- [Problem] Starting at the line below that contains "point: player's legs", print each line through the end of the records exactly as it appears.

- - -

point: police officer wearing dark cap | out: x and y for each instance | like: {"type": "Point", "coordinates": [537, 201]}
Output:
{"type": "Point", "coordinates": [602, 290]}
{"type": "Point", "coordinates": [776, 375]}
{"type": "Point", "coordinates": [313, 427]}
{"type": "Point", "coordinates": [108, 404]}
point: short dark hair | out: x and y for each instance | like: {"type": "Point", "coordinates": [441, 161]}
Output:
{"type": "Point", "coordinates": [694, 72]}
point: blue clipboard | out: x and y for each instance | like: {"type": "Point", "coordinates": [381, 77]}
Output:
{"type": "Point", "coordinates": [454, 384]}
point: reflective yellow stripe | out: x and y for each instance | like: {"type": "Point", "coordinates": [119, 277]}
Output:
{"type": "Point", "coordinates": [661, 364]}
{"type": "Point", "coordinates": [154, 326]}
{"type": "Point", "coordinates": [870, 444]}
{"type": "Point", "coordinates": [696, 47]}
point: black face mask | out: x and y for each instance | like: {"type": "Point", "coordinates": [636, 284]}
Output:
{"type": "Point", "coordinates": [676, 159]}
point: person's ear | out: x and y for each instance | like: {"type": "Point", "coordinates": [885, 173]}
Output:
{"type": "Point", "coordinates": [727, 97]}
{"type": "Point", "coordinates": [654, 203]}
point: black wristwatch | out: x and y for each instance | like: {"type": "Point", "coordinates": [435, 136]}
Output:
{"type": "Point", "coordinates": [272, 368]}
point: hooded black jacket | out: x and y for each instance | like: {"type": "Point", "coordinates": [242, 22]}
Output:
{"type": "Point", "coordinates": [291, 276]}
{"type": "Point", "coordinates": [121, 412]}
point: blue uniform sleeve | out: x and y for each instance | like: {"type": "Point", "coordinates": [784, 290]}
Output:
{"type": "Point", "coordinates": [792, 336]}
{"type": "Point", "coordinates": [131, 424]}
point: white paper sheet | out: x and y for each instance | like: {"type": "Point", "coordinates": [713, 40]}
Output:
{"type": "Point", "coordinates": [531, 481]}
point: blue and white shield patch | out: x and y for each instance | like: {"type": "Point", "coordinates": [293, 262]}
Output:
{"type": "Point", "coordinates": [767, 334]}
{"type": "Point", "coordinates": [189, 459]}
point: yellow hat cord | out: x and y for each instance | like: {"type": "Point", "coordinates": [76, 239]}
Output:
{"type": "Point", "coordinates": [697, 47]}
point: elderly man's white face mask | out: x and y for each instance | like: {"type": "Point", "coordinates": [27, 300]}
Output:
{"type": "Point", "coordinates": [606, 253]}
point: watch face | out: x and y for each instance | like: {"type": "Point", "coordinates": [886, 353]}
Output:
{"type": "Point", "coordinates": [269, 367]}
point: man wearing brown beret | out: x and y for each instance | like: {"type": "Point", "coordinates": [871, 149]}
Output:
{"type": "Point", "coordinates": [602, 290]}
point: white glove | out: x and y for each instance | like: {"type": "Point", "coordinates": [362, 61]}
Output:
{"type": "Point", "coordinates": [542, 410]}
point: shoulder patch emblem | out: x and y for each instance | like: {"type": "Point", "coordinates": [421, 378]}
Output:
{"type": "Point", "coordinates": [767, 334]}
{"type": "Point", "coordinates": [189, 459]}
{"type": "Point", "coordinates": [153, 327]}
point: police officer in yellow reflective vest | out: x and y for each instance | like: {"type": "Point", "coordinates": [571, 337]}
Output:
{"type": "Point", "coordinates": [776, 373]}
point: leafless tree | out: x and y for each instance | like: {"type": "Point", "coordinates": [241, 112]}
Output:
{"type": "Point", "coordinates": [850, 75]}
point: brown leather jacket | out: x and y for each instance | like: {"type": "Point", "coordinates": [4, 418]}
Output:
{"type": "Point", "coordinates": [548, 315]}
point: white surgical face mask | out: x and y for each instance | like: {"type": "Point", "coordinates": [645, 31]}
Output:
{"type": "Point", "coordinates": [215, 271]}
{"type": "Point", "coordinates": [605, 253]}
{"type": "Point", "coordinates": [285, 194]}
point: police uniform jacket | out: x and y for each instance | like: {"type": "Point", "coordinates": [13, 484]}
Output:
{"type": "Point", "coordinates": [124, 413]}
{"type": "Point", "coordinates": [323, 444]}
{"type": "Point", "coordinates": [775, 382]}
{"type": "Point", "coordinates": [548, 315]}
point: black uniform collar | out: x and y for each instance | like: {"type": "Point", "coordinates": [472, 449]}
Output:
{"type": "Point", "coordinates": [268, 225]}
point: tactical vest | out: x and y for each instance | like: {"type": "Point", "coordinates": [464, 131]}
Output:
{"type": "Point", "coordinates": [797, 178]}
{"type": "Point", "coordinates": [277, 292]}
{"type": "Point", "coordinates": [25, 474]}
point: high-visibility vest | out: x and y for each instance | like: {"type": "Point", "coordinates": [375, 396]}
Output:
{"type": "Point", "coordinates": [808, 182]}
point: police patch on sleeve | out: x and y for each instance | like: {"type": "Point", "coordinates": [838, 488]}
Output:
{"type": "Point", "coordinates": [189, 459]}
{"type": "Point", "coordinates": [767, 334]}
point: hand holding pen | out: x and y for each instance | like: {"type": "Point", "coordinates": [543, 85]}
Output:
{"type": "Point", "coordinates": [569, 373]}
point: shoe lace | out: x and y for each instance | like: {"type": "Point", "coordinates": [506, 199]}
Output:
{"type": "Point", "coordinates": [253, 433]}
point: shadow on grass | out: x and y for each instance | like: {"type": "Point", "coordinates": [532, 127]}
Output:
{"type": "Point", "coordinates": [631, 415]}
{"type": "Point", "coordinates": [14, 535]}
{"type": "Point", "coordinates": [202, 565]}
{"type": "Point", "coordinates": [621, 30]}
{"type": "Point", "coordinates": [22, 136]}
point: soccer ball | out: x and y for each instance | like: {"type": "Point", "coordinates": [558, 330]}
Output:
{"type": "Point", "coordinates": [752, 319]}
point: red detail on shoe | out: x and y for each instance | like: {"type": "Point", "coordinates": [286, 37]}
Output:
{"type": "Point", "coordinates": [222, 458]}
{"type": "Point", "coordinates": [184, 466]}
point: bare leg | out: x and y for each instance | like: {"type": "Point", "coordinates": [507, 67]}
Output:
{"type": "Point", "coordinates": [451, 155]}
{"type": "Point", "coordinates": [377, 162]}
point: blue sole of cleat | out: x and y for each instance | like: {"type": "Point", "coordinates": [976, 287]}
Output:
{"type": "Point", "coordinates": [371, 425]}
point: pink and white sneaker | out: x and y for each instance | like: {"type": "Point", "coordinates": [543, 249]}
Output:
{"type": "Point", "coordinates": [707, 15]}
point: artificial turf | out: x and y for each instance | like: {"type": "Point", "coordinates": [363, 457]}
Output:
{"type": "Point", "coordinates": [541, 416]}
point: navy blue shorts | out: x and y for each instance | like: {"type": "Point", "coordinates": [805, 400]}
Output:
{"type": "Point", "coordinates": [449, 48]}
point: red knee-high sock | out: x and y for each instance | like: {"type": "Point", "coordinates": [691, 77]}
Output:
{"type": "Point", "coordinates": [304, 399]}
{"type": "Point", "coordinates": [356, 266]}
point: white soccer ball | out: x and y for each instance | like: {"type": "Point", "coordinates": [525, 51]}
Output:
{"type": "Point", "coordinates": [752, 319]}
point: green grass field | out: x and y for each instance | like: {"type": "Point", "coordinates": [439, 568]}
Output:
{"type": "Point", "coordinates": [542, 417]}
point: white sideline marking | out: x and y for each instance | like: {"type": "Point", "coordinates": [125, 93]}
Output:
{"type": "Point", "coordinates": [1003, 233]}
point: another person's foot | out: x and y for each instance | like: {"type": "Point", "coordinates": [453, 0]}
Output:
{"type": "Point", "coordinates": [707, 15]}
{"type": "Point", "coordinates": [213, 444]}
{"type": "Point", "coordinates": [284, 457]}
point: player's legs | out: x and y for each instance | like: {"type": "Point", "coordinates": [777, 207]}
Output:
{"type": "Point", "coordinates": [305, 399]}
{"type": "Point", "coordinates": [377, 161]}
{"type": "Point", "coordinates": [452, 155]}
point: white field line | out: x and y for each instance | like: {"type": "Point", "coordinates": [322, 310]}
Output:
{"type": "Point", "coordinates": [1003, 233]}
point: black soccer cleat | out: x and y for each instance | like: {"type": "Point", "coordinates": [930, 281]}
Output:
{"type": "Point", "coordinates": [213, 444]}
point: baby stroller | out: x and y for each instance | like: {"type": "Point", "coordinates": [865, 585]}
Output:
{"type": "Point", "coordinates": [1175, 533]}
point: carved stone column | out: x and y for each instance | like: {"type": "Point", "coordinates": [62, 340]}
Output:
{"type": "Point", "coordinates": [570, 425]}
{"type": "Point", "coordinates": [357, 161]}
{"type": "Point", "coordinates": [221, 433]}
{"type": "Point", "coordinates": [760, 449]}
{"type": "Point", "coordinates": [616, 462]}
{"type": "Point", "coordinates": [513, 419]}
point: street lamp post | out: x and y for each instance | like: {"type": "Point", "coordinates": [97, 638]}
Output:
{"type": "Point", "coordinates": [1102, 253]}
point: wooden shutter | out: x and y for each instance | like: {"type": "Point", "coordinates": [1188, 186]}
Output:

- - -

- [Solution to this problem]
point: player's legs | out: x and y for each instance | like: {"type": "Point", "coordinates": [777, 207]}
Output:
{"type": "Point", "coordinates": [305, 399]}
{"type": "Point", "coordinates": [377, 161]}
{"type": "Point", "coordinates": [452, 155]}
point: white field line | out: x and y for each instance | like: {"type": "Point", "coordinates": [322, 310]}
Output:
{"type": "Point", "coordinates": [1003, 233]}
point: black soccer cleat | out: x and y for each instance | like: {"type": "Point", "coordinates": [930, 281]}
Output:
{"type": "Point", "coordinates": [213, 444]}
point: baby stroller | out: x and y for each instance | like: {"type": "Point", "coordinates": [865, 585]}
Output:
{"type": "Point", "coordinates": [1175, 533]}
point: carved stone column | out: x and y for each instance | like: {"type": "Point", "coordinates": [62, 340]}
Output:
{"type": "Point", "coordinates": [570, 425]}
{"type": "Point", "coordinates": [357, 161]}
{"type": "Point", "coordinates": [221, 433]}
{"type": "Point", "coordinates": [760, 449]}
{"type": "Point", "coordinates": [616, 462]}
{"type": "Point", "coordinates": [513, 419]}
point: street lamp post | out: x and y for each instance | like: {"type": "Point", "coordinates": [97, 638]}
Output:
{"type": "Point", "coordinates": [1102, 253]}
point: wooden shutter | out: x and y for each instance | like: {"type": "Point", "coordinates": [1188, 186]}
Output:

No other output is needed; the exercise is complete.